_WHAT YOU ARE ASKED TO DO_:
Transcribe word for word the lines spanning the line with "Target: power line" through the end of the records.

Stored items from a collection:
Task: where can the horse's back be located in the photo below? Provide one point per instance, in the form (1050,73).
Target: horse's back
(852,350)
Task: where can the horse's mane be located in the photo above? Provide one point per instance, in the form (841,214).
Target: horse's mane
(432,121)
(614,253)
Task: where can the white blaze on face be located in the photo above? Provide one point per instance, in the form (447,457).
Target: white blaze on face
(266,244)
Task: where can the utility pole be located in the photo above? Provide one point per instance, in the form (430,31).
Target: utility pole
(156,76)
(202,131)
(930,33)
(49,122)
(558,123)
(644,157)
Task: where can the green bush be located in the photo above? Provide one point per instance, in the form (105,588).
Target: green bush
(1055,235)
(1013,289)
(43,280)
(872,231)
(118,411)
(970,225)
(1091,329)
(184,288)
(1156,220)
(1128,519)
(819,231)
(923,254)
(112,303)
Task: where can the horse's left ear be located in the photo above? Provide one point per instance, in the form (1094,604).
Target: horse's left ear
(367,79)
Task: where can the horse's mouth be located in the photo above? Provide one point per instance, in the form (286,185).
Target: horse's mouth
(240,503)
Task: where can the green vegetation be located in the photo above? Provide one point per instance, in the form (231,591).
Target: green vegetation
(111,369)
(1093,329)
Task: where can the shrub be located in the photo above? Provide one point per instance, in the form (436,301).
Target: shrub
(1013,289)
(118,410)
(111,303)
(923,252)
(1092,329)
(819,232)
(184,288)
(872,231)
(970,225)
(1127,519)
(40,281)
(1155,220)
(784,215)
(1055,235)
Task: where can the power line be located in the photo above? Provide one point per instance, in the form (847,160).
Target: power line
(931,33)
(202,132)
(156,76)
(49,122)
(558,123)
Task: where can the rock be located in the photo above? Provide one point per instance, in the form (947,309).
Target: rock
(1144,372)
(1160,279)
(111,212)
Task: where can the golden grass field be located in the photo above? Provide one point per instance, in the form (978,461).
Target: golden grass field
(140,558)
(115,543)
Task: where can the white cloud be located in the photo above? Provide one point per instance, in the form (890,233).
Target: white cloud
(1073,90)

_TASK RESPONSE_:
Target: power line
(931,33)
(202,132)
(156,76)
(49,122)
(558,123)
Task: where can the rock be located in the photo above? Provide one point per instance, in the form (947,309).
Target: rock
(1144,372)
(1160,279)
(111,212)
Task: where can the golden grass field be located in the photo above? Provide one point per instance, in the form (978,461).
Target: golden grass field
(140,558)
(115,543)
Task: where can the white cloud be located in the photo above? Provide one point per instance, in the form (890,233).
Target: white cloud
(1073,90)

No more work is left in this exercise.